Passage shown:
◆ ◆ ◆ ◆ ◆ ◆ ◆

Wine glasses in a shop on Charles Street not far from MGH. 

A painting for sale in a gallery on Charles, a cery charming street

A 2.5 second shot of the traffic on Storrow Drive around 9 PM

Boston at night from the Cambridge side of the  Charles River

Ornaments hanging in a shop.  I took these in November several years ago.  








 Fr. Jack, SJ, MD 

Saturday, May 18, 2024

Come Holy Ghost Creator Blest: Homily for the Solemnity of Pentecost

 

Acts 2:1-11

Ps 104

1 Cor 12:3-7,12-13

Jn 20:19-23

 

The word Pentecost which derives from Greek meaning fiftieth day is not unique to the Church.  Pentecost, is linked to the Jewish feast of Shavuot that commemorates Moses receiving the Torah on Mt. Sinai fifty days after the Exodus.  Shavuot, which is also known as Pentecost, falls fifty days after the first seder of Passover, always between May 15th and June 14th.  Due to irregularities in the Jewish calendar this year Passover and Shavuot

are unusually late this year.  Catholics celebrate Pentecost on the fiftieth day after the Resurrection of the Lord. It always falls between May 10th and June 13th.

 

Just as Moses received the wisdom and teaching of the Torah fifty days after the Exodus, the Church received the wisdom and teaching of the Holy Spirit on the fiftieth day after Jesus’ exodus from death.

 

The first reading is dramatic. Wind.  Fire.  Speaking in tongues.  It is an ideal scene for Cecil B. DeMille.  The people were shocked when they heard the unsophisticated Galileans speaking multiple languages as they shared the Good News of Jesus. 

 

The speaking in tongues is sometimes known as “the reversal of Babel,” At Pentecost, that which had been split apart by human pride at Babel was rejoined through Jesus’ obedience to the Father.  That which had been shattered by hubris was reassembled by Jesus, who sent the Holy Spirit as He had promised. 

 

As Paul wrote to the Corinthians, “To each individual the manifestation of the Spirit is given for some benefit.”  He listed those gifts in the Letter to the Romans.

Today we celebrate the giving of those gifts.  Each of us receives unique ones and combinations. The gifts are not identical to those given to another. Our task is to discover and develop our unique gifts throughout life. 

 

In some parts of U.S. society it is fashionable, as a bizarre form of virtue signaling and wokeness, to deny even the possibility, to say nothing of the reality,  

of differences and distinctions, of different abilities and accompanying inabilities.

◆ ◆ ◆ ◆ ◆ ◆ ◆

Brief: Write the next part of the Pentecost homily above, starting right after its final sentence about differences, distinctions, abilities and inabilities.

Material shown:
◆ ◆ ◆ ◆ ◆ ◆ ◆

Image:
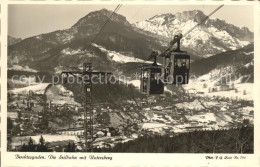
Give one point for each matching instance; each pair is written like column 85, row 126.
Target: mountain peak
column 196, row 15
column 99, row 17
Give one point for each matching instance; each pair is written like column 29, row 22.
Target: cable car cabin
column 176, row 68
column 150, row 79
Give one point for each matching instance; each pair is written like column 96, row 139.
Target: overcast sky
column 29, row 20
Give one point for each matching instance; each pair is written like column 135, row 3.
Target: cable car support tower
column 86, row 76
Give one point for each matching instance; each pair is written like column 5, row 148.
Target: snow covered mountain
column 123, row 46
column 213, row 36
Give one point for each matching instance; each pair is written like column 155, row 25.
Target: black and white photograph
column 130, row 78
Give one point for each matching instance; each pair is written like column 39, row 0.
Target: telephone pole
column 86, row 76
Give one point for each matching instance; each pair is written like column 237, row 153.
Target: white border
column 131, row 159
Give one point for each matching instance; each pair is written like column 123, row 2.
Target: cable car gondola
column 176, row 64
column 150, row 77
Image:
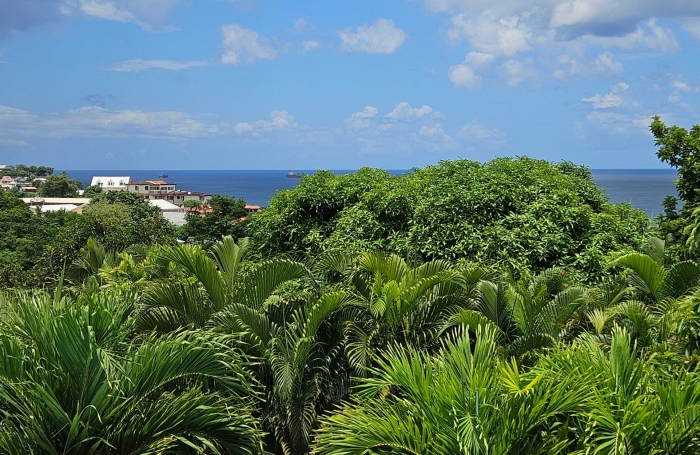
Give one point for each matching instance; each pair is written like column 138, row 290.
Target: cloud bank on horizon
column 265, row 84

◆ ◆ ◆ ◆ ◆ ◆ ◆

Your response:
This sort of thinking professes that there is no difference between truth and untruth.  This bizarre thinking has now affected medicine.  There are only two sexes and they are not changeable or interchangeable no matter the extent of surgery or amount of hormones pumped into a body.

 

The price is high for those who profess the truth. The risk of not believing, teaching, or preaching the narratives du jour may result in job loss, demands for public mea culpas, or cancellation, which is the American version of Solzhenitsyn’s Gulag. 

 

A current example is the hysteria, screaming, and accusations surrounding the commencement speech given by Harrison Butker kicker for the Kansas City Chiefs. He called sin a sin in regard to abortion, euthanasia, and a number of sexual irregularities. There are demands that he be fired from his job with the team immediately.

 

Meanwhile Butker’s teammate Travis Kelce, Taylor Swifts boy-toy du jour, is praised for chugging a can of beer at a podium and encouraging the students to follow suit  during his commencement speech.  Denying differences fuels an unreal sense of specialness causing each individual or faction to insist that his, her, or the group's specialness must be recognized as the most special of all forms of specialness, even to having a day, week, or month dedicated to trumpeting that specialness, no matter how perverse or disordered.

 

One of the most dangerous lies ever told is: "You can be anything you want to be." No one can become anything he or she wants to be simply by wanting to be that thing, or, in current terminology, by identifying as it.  We all have limits determined by genetic makeup, anatomy, physiology, neural development, inherent talents, and inherent lack of talents. Strengths are balanced by weaknesses.  Native abilities are balanced by disabilities,  Potential in some areas is balanced by a complete lack of same in others. The only equality among humans is that we are sinners.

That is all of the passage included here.